-- Start RECORD LIST --

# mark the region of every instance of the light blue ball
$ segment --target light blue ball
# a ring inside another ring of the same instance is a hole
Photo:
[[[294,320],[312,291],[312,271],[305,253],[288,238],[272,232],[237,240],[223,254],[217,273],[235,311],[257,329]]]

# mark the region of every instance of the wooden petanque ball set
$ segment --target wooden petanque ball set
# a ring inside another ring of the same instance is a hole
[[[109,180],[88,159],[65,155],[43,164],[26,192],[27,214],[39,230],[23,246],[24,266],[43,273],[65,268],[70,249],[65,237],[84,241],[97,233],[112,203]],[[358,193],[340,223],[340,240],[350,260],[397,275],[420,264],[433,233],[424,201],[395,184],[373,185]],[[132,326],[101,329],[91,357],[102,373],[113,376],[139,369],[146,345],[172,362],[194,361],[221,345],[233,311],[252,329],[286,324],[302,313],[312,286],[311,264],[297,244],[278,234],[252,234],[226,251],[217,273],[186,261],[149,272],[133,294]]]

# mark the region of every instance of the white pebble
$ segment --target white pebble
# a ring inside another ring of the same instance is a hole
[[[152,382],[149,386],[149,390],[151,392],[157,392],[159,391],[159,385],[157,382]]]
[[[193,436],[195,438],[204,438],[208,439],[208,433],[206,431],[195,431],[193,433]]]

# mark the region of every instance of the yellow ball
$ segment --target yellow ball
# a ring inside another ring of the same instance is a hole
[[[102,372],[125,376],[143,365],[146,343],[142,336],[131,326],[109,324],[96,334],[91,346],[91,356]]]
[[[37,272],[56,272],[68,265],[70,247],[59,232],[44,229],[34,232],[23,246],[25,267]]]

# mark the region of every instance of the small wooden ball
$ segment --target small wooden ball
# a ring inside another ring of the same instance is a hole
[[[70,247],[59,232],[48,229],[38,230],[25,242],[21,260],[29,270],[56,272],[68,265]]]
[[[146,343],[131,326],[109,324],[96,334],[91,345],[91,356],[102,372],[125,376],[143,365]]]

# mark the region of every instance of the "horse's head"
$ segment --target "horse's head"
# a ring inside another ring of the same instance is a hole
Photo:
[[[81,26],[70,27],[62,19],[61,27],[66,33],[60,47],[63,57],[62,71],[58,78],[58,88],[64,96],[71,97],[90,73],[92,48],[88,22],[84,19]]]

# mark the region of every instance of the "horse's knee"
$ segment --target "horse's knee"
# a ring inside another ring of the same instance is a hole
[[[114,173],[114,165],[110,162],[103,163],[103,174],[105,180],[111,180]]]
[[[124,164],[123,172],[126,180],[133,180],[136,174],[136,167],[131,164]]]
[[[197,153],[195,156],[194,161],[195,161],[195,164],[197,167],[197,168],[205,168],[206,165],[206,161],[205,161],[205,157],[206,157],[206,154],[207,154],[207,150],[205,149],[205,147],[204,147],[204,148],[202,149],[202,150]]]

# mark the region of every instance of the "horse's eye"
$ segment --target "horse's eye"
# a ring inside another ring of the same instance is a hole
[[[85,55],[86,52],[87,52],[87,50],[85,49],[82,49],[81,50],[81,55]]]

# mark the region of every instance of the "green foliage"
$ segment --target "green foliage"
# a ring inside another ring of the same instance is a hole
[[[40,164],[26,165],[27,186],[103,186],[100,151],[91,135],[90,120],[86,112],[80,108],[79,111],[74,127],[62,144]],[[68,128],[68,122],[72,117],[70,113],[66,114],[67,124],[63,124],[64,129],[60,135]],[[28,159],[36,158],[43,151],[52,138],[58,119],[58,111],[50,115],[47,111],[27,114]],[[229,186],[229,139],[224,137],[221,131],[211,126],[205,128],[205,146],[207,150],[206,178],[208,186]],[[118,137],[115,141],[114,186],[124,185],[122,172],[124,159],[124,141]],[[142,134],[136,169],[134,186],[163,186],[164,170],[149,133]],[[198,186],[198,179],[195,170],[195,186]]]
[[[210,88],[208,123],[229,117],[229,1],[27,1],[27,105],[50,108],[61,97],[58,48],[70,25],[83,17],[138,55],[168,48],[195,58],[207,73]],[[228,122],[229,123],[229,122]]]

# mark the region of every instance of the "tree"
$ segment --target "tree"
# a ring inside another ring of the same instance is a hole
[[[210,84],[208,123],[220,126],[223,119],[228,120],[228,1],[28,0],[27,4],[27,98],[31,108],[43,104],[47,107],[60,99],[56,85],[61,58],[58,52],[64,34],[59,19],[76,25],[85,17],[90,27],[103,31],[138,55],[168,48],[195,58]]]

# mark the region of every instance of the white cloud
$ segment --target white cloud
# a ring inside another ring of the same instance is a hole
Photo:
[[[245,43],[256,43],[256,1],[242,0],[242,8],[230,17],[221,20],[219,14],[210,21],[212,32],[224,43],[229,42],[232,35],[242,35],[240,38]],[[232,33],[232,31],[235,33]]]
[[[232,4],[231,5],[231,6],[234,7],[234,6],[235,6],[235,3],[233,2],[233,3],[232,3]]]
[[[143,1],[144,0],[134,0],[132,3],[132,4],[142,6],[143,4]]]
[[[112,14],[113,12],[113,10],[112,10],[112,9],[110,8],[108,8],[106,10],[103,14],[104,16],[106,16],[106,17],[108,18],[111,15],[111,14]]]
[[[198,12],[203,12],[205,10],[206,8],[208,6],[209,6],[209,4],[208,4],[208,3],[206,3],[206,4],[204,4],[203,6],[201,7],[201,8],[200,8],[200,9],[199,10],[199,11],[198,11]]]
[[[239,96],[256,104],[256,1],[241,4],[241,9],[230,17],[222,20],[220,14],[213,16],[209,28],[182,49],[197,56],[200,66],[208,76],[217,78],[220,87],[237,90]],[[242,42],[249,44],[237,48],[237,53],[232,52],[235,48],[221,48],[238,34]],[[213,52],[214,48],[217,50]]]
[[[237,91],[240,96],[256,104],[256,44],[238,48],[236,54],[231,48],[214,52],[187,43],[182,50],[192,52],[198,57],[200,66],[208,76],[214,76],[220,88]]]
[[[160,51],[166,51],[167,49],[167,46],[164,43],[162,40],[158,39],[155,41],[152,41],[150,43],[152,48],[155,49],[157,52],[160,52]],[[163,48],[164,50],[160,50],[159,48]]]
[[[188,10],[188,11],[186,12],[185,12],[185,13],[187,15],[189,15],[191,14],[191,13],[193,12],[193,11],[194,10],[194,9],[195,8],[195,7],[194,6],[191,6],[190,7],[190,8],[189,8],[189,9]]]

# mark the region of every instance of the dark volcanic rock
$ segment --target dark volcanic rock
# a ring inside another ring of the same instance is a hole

-- End RECORD LIST --

Please restate the data word for word, every record included.

# mark the region of every instance of the light blue ball
$ segment --target light blue ball
# a ring inside another ring of the same instance is a hole
Photo:
[[[294,320],[312,291],[312,271],[305,253],[288,238],[272,232],[237,240],[223,254],[217,273],[235,311],[257,329]]]

# mark the region of every instance of the wooden petanque ball set
$ segment --target wooden petanque ball set
# a ring inside another ring of the same instance is a hole
[[[109,180],[88,159],[65,155],[43,164],[26,192],[27,214],[39,230],[23,246],[24,266],[43,273],[65,268],[70,249],[65,237],[84,241],[97,233],[112,203]],[[358,193],[340,223],[340,240],[350,260],[397,275],[420,264],[433,233],[424,201],[395,184],[373,185]],[[132,326],[101,329],[91,357],[102,373],[113,376],[139,369],[146,345],[172,362],[194,361],[221,345],[233,311],[252,329],[286,324],[302,313],[312,286],[311,264],[297,244],[278,234],[252,234],[226,251],[217,273],[186,261],[149,272],[133,294]]]

# mark the region of every instance of the white pebble
$ segment --target white pebble
# a ring inside another ring of the same instance is a hole
[[[152,382],[149,386],[149,390],[151,392],[157,392],[159,391],[159,385],[157,382]]]
[[[193,436],[195,438],[204,438],[208,439],[208,433],[206,431],[195,431],[193,433]]]

# mark the region of every instance of the yellow ball
$ segment --target yellow ball
# a ring inside another ring of the same instance is a hole
[[[102,372],[125,376],[143,365],[146,343],[142,336],[131,326],[109,324],[96,334],[91,346],[91,356]]]
[[[37,272],[56,272],[68,265],[70,247],[59,232],[44,229],[34,232],[23,246],[25,267]]]

# mark the region of every instance of the small wooden ball
$ segment --target small wooden ball
# a ring inside another ring of the same instance is a hole
[[[70,247],[59,232],[48,229],[38,230],[25,242],[21,260],[29,270],[56,272],[68,265]]]
[[[146,343],[131,326],[109,324],[96,334],[91,345],[91,356],[102,372],[125,376],[143,365]]]

# mark the region of every instance of the "horse's head"
$ segment --target "horse's head"
# a ring inside another ring of the same instance is a hole
Photo:
[[[81,26],[70,27],[62,19],[61,27],[66,33],[60,47],[63,57],[62,71],[58,78],[58,88],[64,96],[71,97],[90,73],[92,48],[88,22],[84,19]]]

# mark the region of every instance of the "horse's knee"
$ segment --target "horse's knee"
# a ring inside another ring of the same instance is a hole
[[[114,173],[114,165],[110,162],[103,163],[103,174],[105,180],[111,180]]]
[[[124,164],[123,172],[126,180],[133,180],[136,174],[136,167],[131,164]]]
[[[197,153],[195,156],[194,161],[195,161],[195,164],[197,167],[197,168],[205,168],[206,165],[206,161],[205,161],[205,157],[206,157],[206,154],[207,154],[207,150],[205,149],[205,147],[204,147],[204,148],[202,149],[202,150]]]

# mark the region of every instance of the "horse's eye"
$ segment --target "horse's eye"
# a ring inside another ring of the same instance is a hole
[[[85,55],[86,52],[87,52],[87,50],[85,49],[82,49],[81,50],[81,55]]]

# mark the region of every instance of the "green foliage"
$ segment --target "green foliage"
# a ring inside another ring of the same instance is a hole
[[[40,164],[26,165],[27,186],[103,186],[100,151],[91,135],[90,120],[86,112],[80,108],[79,111],[74,127],[62,144]],[[68,128],[68,122],[72,117],[70,113],[66,114],[67,124],[63,124],[64,129],[60,135]],[[28,159],[36,158],[43,151],[52,138],[58,119],[58,111],[50,115],[47,111],[27,114]],[[229,186],[229,139],[224,137],[221,131],[211,126],[205,128],[205,146],[207,150],[206,178],[208,186]],[[118,137],[115,141],[114,186],[124,185],[122,172],[124,159],[124,141]],[[142,134],[136,169],[134,186],[163,186],[164,170],[149,133]],[[198,186],[198,179],[195,170],[195,186]]]
[[[210,88],[208,123],[229,117],[229,1],[27,1],[27,105],[50,108],[61,97],[58,48],[70,25],[83,17],[138,55],[168,48],[195,58],[207,73]],[[228,122],[229,123],[229,122]]]

# mark the region of every instance of the "tree"
$ segment --target "tree"
# a ring inside another ring of the same instance is a hole
[[[210,84],[208,123],[220,126],[223,119],[228,120],[228,1],[28,0],[27,4],[27,98],[31,108],[43,104],[47,107],[60,99],[56,85],[61,58],[58,52],[64,34],[59,19],[76,25],[85,17],[90,27],[103,31],[138,55],[168,48],[195,58]]]

# mark the region of every instance of the white cloud
$ segment --target white cloud
# a ring inside another ring of the same instance is a hole
Photo:
[[[245,43],[256,43],[256,1],[242,0],[242,8],[230,17],[221,20],[219,14],[210,21],[212,32],[224,43],[229,42],[232,35],[242,35],[240,38]],[[232,33],[232,31],[235,33]]]
[[[232,4],[231,5],[231,6],[234,7],[234,6],[235,6],[235,3],[233,2],[233,3],[232,3]]]
[[[143,1],[144,0],[134,0],[132,3],[132,4],[142,6],[143,4]]]
[[[112,14],[113,12],[113,10],[112,10],[112,9],[110,8],[108,8],[106,10],[103,14],[104,16],[106,16],[106,17],[108,18],[111,15],[111,14]]]
[[[198,12],[203,12],[205,10],[206,8],[208,6],[209,6],[209,4],[208,4],[208,3],[206,3],[206,4],[204,4],[203,6],[201,7],[201,8],[200,8],[200,9],[199,10],[199,11],[198,11]]]
[[[239,96],[256,104],[256,1],[241,4],[241,9],[230,17],[222,20],[220,14],[213,16],[209,28],[182,49],[197,56],[200,66],[208,76],[217,78],[220,87],[237,90]],[[242,42],[249,44],[237,48],[237,53],[232,52],[235,48],[221,48],[238,34]],[[213,52],[214,48],[217,50]]]
[[[237,91],[240,96],[256,104],[256,44],[238,48],[236,54],[231,48],[214,52],[187,43],[182,50],[192,52],[198,57],[200,66],[208,76],[214,76],[220,88]]]
[[[160,51],[166,51],[167,49],[167,46],[164,43],[162,40],[158,39],[155,41],[152,41],[150,43],[152,48],[155,49],[157,52],[160,52]],[[163,48],[164,50],[160,50],[159,48]]]
[[[188,10],[188,11],[186,12],[185,12],[185,13],[187,15],[189,15],[191,14],[191,13],[193,12],[193,11],[194,10],[194,9],[195,8],[195,7],[194,6],[191,6],[190,7],[190,8],[189,8],[189,9]]]

# mark the region of every instance of the dark volcanic rock
$ segment --target dark volcanic rock
# a ring inside another ring of the same instance is a hole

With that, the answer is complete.